Items from a dataset
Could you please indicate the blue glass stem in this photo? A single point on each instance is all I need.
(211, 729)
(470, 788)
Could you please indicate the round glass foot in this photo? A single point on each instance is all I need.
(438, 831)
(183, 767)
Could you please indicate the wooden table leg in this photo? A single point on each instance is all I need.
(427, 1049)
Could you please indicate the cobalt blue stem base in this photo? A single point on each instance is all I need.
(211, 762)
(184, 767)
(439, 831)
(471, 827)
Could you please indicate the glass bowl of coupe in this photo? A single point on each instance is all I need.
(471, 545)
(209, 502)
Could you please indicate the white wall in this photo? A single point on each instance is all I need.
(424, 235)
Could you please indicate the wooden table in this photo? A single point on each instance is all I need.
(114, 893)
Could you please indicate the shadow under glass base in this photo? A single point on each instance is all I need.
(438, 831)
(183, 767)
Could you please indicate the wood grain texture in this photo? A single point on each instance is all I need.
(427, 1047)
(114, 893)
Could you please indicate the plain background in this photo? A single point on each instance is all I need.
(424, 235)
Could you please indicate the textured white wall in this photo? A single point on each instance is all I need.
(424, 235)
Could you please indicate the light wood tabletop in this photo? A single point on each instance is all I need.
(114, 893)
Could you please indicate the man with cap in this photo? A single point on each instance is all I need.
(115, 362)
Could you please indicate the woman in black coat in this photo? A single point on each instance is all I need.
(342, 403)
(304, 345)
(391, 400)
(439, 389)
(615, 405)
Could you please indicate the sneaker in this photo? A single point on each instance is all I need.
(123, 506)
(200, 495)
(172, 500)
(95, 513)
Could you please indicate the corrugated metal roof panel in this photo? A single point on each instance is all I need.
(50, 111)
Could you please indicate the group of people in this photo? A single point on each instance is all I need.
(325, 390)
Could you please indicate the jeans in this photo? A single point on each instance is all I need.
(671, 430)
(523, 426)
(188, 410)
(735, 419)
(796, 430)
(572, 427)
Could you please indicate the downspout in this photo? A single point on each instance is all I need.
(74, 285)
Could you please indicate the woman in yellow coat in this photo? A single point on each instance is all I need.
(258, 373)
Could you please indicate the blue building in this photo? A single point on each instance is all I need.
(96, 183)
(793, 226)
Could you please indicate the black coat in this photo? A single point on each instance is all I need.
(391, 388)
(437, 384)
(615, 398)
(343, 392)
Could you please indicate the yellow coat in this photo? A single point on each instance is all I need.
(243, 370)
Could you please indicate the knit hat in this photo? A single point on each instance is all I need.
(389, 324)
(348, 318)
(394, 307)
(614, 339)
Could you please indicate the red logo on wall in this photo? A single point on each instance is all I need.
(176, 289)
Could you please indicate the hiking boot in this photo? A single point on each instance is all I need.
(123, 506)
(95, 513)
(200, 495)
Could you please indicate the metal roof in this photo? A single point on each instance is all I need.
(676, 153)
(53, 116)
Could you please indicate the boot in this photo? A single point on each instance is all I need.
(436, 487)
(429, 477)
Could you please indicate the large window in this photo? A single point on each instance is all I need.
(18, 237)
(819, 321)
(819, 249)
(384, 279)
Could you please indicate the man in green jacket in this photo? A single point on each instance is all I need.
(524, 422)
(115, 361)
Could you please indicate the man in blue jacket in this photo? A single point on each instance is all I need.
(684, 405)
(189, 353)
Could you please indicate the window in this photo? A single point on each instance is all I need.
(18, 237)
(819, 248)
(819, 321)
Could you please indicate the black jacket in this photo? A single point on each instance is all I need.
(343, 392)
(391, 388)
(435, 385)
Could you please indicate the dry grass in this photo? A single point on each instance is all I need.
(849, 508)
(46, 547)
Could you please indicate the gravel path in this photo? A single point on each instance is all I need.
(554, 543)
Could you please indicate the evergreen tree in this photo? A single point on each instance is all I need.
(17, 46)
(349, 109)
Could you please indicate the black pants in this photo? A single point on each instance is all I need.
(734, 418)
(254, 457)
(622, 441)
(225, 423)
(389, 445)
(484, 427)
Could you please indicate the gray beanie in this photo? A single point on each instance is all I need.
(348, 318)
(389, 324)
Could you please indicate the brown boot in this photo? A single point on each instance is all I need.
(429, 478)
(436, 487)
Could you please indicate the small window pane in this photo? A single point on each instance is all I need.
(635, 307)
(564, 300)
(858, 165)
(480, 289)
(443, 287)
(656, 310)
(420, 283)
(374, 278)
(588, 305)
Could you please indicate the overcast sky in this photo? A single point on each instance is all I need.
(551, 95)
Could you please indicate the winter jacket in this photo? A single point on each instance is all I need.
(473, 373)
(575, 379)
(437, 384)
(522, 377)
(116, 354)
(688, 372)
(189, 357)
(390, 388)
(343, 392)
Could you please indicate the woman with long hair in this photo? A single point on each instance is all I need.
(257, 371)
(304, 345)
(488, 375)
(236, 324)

▶ **Required task**
Each record above should be restated word for word.

▶ **Complete output**
Could you please indicate the blue glass stem in this photo? A single point on each instance is all I need.
(211, 729)
(470, 788)
Could you please indicate the round glass foot in this photo? A single point on each instance is all I need.
(438, 831)
(183, 767)
Could you please indicate the wooden table leg in this photo? A single point on each instance is all I need.
(427, 1049)
Could you please indicate the cobalt blue stem base in this photo? A single point on each instance is all I need.
(211, 762)
(184, 767)
(439, 831)
(471, 827)
Could you please indicate the glass bowl of coupe in this photo? A single point on each instance is all I need.
(471, 545)
(209, 502)
Could you please indicate the white wall in this photo? A single point on each instance is all I need.
(424, 235)
Could you please indicate the wooden table in this photo? A single point on each instance is all I need.
(114, 893)
Could you please indicate the shadow under glass base in this photo? A single point on each instance is all I need.
(438, 831)
(183, 767)
Could you please indicate the wood grain texture in this photo? A single point on each instance is all I need.
(427, 1047)
(114, 893)
Could you please indicate the plain background in this photo? A single point on each instance is all I need.
(424, 235)
Could you please indicate the textured white wall in this photo? A single point on each instance is all I need.
(424, 235)
Could you please indicate the light wood tabletop in this photo? A single point on each instance is all I need.
(114, 893)
Could you please indicate the man with cap in this photo? A single point on each instance is all I need.
(115, 362)
Could you please indicate the woman in black coat in this photo? A single point on each instance is all I need.
(342, 403)
(304, 345)
(391, 400)
(439, 389)
(615, 405)
Could you please indicate the sneaker in this photo? A single point on each instance is all I need.
(123, 506)
(200, 495)
(172, 500)
(95, 513)
Could you please indicate the corrugated metal roof panel in this photo? A single point on each instance is all I need.
(50, 111)
Could you please indicate the group of people in this photo? A single point on each instance is all I need.
(325, 390)
Could you please indicate the jeans in this photo? A single point on each instance is all I need.
(671, 430)
(523, 426)
(188, 410)
(735, 419)
(796, 430)
(572, 427)
Could you please indicate the downspout in this photo? A single point on each instance is all I need.
(74, 285)
Could you please indicate the woman in yellow coat in this photo? A single point on each instance is all I need.
(258, 373)
Could you please indicate the blue building in this photo? A single point on each instance is all I need.
(96, 183)
(793, 226)
Could you please indicate the black coat in this photo? A single point on each instance is all I need.
(391, 388)
(437, 384)
(615, 398)
(343, 392)
Could you please indicate the yellow coat in this photo? A single point on each instance is all I need.
(243, 370)
Could you please indicate the knit hat in this photo? A single point on each instance is all I need.
(389, 324)
(348, 318)
(394, 307)
(614, 339)
Could you please indicate the red logo on wall in this photo? A single point on each instance is all I need.
(176, 289)
Could you please indicate the hiking boot in this photo? A single point on each instance is all I need.
(123, 506)
(95, 513)
(200, 495)
Could you please indicate the metal roof in this photo? A single point on each instance is all I need.
(676, 153)
(53, 116)
Could you please indicate the boot in this photo? A single point on each instance is all I need.
(436, 487)
(429, 477)
Could you please indicate the large window in this photo? A single point on each instance is all I need.
(18, 237)
(819, 321)
(819, 249)
(384, 279)
Could you please indicate the man in green jacket in this photo? A single point on each instance is all I need.
(524, 422)
(115, 361)
Could you please indicate the man in blue jacket in this photo? A single point on each instance is all I need.
(684, 405)
(189, 353)
Could you please indicate the window in this photo? A single point on each instance is all I need.
(18, 237)
(819, 248)
(819, 321)
Could you please indicate the black jacket in this photo? A single point on each instance is all I need.
(343, 392)
(391, 388)
(435, 385)
Could you please indicate the dry grass in this photo? A single point on each instance is all I need.
(849, 508)
(46, 547)
Could you please indicate the gravel path in this photo? A single point on each instance is all I need.
(554, 543)
Could you please indicate the evergreen tree in this photo? A single point on each instance is all I need.
(17, 46)
(349, 109)
Could you please indicate the black pants in this photo? A single point on each instance is all I need.
(734, 418)
(254, 457)
(622, 441)
(225, 423)
(389, 445)
(484, 427)
Could you please indicate the gray beanie in this photo? A single point on each instance is all I need.
(348, 318)
(389, 324)
Could you please indicate the brown boot in this photo? A single point on each instance is all I need.
(429, 478)
(436, 487)
Could you please indicate the small window pane in this photo? A single point on each instance is all I need.
(635, 307)
(564, 300)
(858, 165)
(480, 289)
(443, 287)
(656, 310)
(420, 283)
(374, 278)
(588, 305)
Could you please indicate the overcast sky in this photo? A single point on each instance is all I need.
(551, 95)
Could you please indicate the winter jacket in this photo? A single point on each instance is all I need.
(473, 373)
(575, 379)
(437, 384)
(522, 377)
(116, 354)
(688, 372)
(189, 357)
(390, 388)
(343, 392)
Could you please indicate the woman with long hair in this photo? A single point on each instance is all I need.
(257, 371)
(304, 345)
(488, 375)
(236, 324)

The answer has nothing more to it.